--- THE TASK ---
Recast all of the material below as a numbered list with one line per item, leaving out any blank lines. Omit the picture from your list.

--- MATERIAL TO PROCESS ---
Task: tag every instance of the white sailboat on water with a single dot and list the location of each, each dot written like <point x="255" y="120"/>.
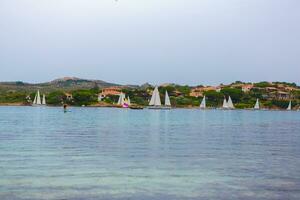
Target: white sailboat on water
<point x="256" y="107"/>
<point x="155" y="102"/>
<point x="123" y="101"/>
<point x="225" y="104"/>
<point x="44" y="100"/>
<point x="229" y="103"/>
<point x="37" y="99"/>
<point x="128" y="101"/>
<point x="290" y="106"/>
<point x="203" y="103"/>
<point x="167" y="100"/>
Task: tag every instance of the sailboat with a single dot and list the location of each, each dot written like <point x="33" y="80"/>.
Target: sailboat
<point x="155" y="102"/>
<point x="225" y="104"/>
<point x="229" y="103"/>
<point x="37" y="99"/>
<point x="123" y="102"/>
<point x="44" y="100"/>
<point x="256" y="107"/>
<point x="128" y="101"/>
<point x="203" y="103"/>
<point x="167" y="100"/>
<point x="290" y="106"/>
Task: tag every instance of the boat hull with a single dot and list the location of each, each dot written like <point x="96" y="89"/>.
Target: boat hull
<point x="159" y="107"/>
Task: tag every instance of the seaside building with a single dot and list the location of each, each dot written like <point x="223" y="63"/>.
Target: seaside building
<point x="109" y="91"/>
<point x="247" y="87"/>
<point x="198" y="91"/>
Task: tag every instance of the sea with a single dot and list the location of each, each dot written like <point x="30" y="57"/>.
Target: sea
<point x="113" y="154"/>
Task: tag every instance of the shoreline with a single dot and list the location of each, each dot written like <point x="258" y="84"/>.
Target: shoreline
<point x="145" y="107"/>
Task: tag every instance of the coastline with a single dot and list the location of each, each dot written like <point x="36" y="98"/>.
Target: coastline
<point x="145" y="107"/>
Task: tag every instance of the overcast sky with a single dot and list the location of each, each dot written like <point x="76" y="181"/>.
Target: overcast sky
<point x="157" y="41"/>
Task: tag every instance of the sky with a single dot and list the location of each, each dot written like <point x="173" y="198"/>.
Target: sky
<point x="158" y="41"/>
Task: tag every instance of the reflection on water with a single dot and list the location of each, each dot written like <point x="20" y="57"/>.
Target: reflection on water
<point x="99" y="153"/>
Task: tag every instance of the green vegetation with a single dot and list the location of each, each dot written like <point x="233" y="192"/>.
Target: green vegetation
<point x="179" y="95"/>
<point x="84" y="97"/>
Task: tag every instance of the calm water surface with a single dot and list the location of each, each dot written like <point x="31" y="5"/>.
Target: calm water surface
<point x="100" y="153"/>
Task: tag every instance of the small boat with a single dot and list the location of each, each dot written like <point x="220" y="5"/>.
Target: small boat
<point x="44" y="100"/>
<point x="123" y="102"/>
<point x="203" y="103"/>
<point x="290" y="106"/>
<point x="38" y="101"/>
<point x="229" y="103"/>
<point x="256" y="107"/>
<point x="155" y="102"/>
<point x="225" y="104"/>
<point x="134" y="107"/>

--- THE OUTPUT ---
1. Task: tag every instance of the white sailboat on water with a single dot and list the location of each, each dot written like <point x="255" y="120"/>.
2. Target: white sailboat on water
3. <point x="256" y="107"/>
4. <point x="155" y="102"/>
5. <point x="123" y="101"/>
6. <point x="225" y="104"/>
7. <point x="44" y="100"/>
8. <point x="229" y="103"/>
9. <point x="37" y="99"/>
10. <point x="128" y="101"/>
11. <point x="290" y="106"/>
12. <point x="203" y="103"/>
13. <point x="167" y="100"/>
14. Task: tag every instance of the sailboat with a single dot and list the location of each, each dot written like <point x="33" y="80"/>.
15. Target: sailboat
16. <point x="155" y="102"/>
17. <point x="225" y="104"/>
18. <point x="229" y="103"/>
19. <point x="37" y="99"/>
20. <point x="123" y="102"/>
21. <point x="44" y="100"/>
22. <point x="256" y="107"/>
23. <point x="128" y="101"/>
24. <point x="203" y="103"/>
25. <point x="167" y="100"/>
26. <point x="290" y="106"/>
27. Task: tag every instance of the boat hull with a single dot and list the location of each, each dot written like <point x="96" y="89"/>.
28. Target: boat hull
29. <point x="159" y="107"/>
30. Task: tag every instance of the seaside building with a single dot and list the location of each, each dot written like <point x="223" y="63"/>.
31. Target: seaside building
32. <point x="109" y="91"/>
33. <point x="247" y="87"/>
34. <point x="198" y="91"/>
35. Task: tag every instance of the sea with a single dot and list the location of each, each dot written like <point x="30" y="57"/>.
36. Target: sea
37. <point x="113" y="154"/>
38. Task: tag every instance of the shoreline with a single dot and list the location of each, each dot written like <point x="258" y="84"/>.
39. Target: shoreline
40. <point x="145" y="107"/>
41. Task: tag every instance of the coastline with a single dot and list the location of each, each dot written like <point x="36" y="98"/>.
42. Target: coastline
43. <point x="145" y="107"/>
44. Task: tag every instance of the overcast sky with a single dot and list the location of each, each dot written like <point x="76" y="181"/>.
45. Target: overcast sky
46. <point x="157" y="41"/>
47. Task: tag every instance of the sky with a single dot and list the location of each, each dot written like <point x="173" y="198"/>.
48. Target: sky
49. <point x="158" y="41"/>
50. Task: tag every instance of the reflection on water with a single dot and list the location of each, each dot written like <point x="20" y="57"/>.
51. Target: reflection on water
52. <point x="99" y="153"/>
53. Task: tag every instance of the green vegetation with a single dot and list the location of each, each dot written like <point x="233" y="192"/>.
54. Target: green vegetation
55. <point x="179" y="95"/>
56. <point x="84" y="97"/>
57. Task: tag every instance of the calm water surface with a single dot and list the location of each, each dot written like <point x="31" y="5"/>.
58. Target: calm water surface
59. <point x="100" y="153"/>
60. Task: tag every instance of the small boat with a single dot and list the location of each, each dot written like <point x="220" y="5"/>.
61. Target: small boat
62. <point x="44" y="100"/>
63. <point x="123" y="102"/>
64. <point x="203" y="103"/>
65. <point x="290" y="106"/>
66. <point x="38" y="101"/>
67. <point x="229" y="103"/>
68. <point x="256" y="107"/>
69. <point x="155" y="102"/>
70. <point x="225" y="104"/>
71. <point x="134" y="107"/>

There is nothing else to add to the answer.